● Records for this task:
● ● ● ● ● ● ●

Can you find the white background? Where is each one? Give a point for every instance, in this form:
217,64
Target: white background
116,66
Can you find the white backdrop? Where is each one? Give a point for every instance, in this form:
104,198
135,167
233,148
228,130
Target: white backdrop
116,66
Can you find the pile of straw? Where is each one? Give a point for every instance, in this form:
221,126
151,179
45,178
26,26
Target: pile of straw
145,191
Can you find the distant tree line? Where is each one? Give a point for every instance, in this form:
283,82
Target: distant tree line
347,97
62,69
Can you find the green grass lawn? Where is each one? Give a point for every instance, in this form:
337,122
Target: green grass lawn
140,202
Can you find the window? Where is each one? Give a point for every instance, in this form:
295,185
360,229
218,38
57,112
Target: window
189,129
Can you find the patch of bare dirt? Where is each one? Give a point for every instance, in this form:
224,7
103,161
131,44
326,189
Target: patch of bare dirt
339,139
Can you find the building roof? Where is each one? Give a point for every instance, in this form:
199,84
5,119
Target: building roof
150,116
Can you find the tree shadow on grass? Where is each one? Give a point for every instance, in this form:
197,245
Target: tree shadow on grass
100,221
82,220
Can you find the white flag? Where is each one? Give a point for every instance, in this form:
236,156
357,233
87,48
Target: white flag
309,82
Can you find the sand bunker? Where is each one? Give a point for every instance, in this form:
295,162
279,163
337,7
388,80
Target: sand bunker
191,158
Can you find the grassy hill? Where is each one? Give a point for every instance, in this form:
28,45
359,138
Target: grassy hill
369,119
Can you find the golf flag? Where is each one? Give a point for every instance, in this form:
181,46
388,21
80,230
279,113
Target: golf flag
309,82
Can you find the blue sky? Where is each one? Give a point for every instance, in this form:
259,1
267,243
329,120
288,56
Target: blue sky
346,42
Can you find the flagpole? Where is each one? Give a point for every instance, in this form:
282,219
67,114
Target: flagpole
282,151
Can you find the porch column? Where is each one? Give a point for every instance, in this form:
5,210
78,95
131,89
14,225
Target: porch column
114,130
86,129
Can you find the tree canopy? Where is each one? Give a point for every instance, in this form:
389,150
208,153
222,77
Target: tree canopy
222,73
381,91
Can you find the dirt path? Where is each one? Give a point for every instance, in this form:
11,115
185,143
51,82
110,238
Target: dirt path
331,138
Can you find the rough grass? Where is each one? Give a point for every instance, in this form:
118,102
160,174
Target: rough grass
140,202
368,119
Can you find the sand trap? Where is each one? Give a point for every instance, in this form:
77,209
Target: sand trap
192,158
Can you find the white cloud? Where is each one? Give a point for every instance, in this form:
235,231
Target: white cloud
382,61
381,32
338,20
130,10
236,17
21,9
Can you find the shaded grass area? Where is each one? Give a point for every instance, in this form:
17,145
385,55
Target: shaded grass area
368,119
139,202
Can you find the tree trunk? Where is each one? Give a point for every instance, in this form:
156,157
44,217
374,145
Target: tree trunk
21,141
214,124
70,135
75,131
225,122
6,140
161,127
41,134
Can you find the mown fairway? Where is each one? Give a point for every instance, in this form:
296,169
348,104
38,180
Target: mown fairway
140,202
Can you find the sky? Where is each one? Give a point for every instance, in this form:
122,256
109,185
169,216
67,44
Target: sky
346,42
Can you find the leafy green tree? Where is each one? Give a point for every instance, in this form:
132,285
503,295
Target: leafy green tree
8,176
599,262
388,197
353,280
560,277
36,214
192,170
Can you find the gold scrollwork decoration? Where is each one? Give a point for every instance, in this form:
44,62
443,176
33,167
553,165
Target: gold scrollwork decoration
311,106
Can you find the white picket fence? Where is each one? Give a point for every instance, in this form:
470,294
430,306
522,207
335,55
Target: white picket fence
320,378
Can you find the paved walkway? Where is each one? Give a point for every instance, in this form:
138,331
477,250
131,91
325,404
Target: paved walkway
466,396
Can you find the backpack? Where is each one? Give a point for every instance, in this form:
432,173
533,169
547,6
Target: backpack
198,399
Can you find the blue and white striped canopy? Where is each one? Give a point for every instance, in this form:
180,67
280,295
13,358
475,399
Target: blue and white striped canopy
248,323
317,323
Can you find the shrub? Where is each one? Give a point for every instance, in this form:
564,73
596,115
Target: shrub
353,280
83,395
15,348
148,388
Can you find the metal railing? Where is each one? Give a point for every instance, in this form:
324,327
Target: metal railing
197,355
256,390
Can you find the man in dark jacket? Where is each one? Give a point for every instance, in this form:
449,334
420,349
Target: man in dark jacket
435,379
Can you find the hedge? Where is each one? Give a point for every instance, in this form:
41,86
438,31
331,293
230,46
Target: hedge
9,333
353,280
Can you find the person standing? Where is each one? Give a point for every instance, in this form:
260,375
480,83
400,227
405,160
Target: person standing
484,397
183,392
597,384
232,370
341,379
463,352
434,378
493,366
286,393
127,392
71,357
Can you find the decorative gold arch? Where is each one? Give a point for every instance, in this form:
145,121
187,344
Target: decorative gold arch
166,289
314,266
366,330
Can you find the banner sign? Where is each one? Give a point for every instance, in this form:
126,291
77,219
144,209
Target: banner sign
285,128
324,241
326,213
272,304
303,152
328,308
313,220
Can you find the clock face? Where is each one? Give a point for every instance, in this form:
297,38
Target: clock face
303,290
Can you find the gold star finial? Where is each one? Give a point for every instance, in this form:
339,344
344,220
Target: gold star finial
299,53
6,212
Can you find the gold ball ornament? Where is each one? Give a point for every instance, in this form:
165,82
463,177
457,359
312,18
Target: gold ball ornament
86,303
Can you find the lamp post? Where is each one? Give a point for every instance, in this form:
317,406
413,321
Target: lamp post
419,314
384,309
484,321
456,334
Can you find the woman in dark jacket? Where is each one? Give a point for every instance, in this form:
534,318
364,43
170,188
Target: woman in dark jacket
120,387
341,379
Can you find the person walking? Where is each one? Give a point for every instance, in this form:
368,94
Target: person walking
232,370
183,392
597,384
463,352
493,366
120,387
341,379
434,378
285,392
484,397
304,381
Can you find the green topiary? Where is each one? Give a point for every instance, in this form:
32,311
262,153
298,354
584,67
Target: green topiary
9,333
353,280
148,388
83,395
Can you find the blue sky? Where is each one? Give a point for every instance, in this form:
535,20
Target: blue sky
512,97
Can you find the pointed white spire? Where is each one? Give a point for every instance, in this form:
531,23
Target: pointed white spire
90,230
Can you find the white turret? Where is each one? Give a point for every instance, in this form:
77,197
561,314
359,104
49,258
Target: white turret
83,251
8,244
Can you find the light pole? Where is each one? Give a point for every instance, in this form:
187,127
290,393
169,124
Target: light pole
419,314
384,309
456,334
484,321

● ● ● ● ● ● ●

● Exercise:
What are the lines from the one with "Can you find the person walking?" through the last line of the records above? Quote them exactly and add nothing.

● Solution for this problem:
Can you find the person walking? Where is each one? Give a point for every instance, in this form:
368,94
Target: person walking
232,370
183,392
597,384
463,352
493,366
120,387
341,379
434,378
285,392
484,397
304,381
Can you find the green topiary? Where is each one? Give a point for every instance, in this form:
32,311
262,153
298,354
584,67
Target: green topiary
9,333
353,280
148,388
83,395
Can you find the blue sky? Where is each one? Give a point for every instance, in this form:
535,20
Target: blue sky
512,97
Can you find the pointed white spire? Where is each one? Give a point for every instance, in this form:
531,23
Target: pointed white spire
90,230
Can you find the white turret? Where is each one? Give a point for every instance, in this form:
77,197
561,314
359,104
49,258
Target: white turret
83,251
8,244
Can you find the light pole? Where is each one? Give a point for every instance, in this form:
187,127
290,393
169,124
Target: light pole
419,314
384,309
456,334
484,321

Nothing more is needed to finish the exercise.